-- WORK INSTRUCTIONS --
Below are some records. Return exactly the lines from the one with "like [(613, 167)]" to the one with "like [(593, 100)]", and nothing else.

-- GIVEN INFORMATION --
------------------------------
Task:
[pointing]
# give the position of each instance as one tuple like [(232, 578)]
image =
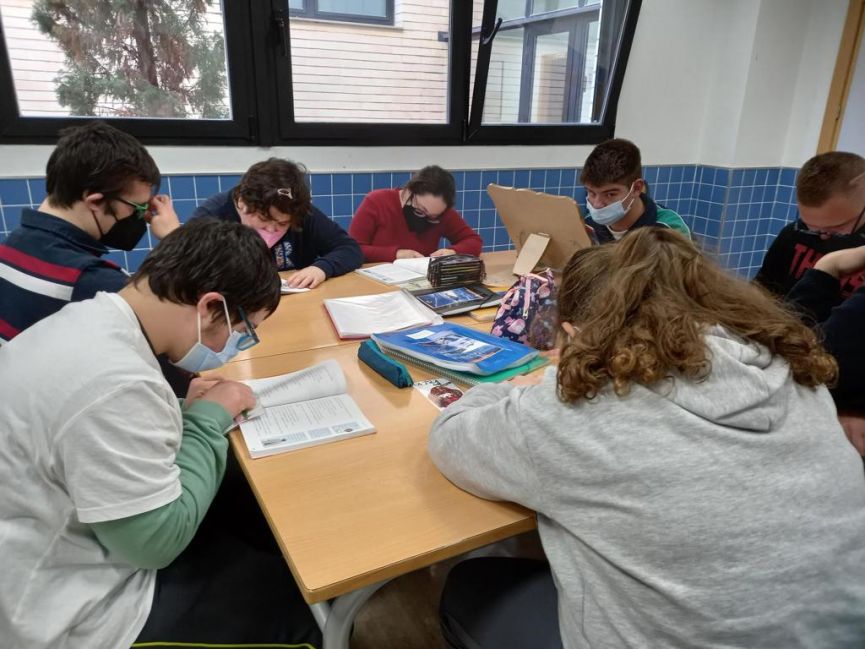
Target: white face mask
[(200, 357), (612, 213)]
------------------------------
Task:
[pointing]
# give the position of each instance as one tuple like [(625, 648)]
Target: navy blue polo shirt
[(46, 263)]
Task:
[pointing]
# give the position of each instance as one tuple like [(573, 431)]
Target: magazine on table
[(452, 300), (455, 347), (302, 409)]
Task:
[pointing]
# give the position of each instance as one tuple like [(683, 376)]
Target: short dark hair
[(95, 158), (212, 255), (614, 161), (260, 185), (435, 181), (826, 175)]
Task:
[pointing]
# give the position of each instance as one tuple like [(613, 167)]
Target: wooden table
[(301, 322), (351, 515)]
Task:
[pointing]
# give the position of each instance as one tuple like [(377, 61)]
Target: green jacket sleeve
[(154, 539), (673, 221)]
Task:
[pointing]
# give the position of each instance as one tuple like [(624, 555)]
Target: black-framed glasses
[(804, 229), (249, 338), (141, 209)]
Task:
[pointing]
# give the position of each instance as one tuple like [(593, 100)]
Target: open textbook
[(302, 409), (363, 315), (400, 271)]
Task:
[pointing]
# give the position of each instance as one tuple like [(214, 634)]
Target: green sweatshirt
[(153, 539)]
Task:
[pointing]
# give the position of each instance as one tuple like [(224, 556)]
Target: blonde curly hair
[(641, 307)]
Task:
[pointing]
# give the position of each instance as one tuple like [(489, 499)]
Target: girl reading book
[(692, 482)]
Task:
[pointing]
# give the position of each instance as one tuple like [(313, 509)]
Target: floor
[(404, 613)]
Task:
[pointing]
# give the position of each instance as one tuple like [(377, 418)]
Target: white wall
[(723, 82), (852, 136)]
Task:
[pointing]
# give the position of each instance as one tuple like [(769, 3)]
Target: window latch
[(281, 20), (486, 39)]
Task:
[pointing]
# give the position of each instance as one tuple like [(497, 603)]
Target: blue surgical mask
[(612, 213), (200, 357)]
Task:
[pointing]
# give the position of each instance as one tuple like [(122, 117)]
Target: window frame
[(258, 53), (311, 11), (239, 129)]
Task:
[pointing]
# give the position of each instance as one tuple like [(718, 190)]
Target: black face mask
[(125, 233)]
------------------------------
-- TASK OUTPUT --
# give the position of each instance as one tuple like [(613, 167)]
Target: wooden table
[(301, 322), (351, 515)]
Task:
[pointing]
# give the position of each instance as one tuple like [(377, 61)]
Target: green jacket sleeve
[(154, 539), (673, 221)]
Task:
[pointing]
# give the position of each instance as one tuple like [(624, 555)]
Target: black-framed glasses
[(804, 229), (249, 338), (141, 209)]
Task:
[pointing]
# give the position of each instance as one tuple like [(593, 100)]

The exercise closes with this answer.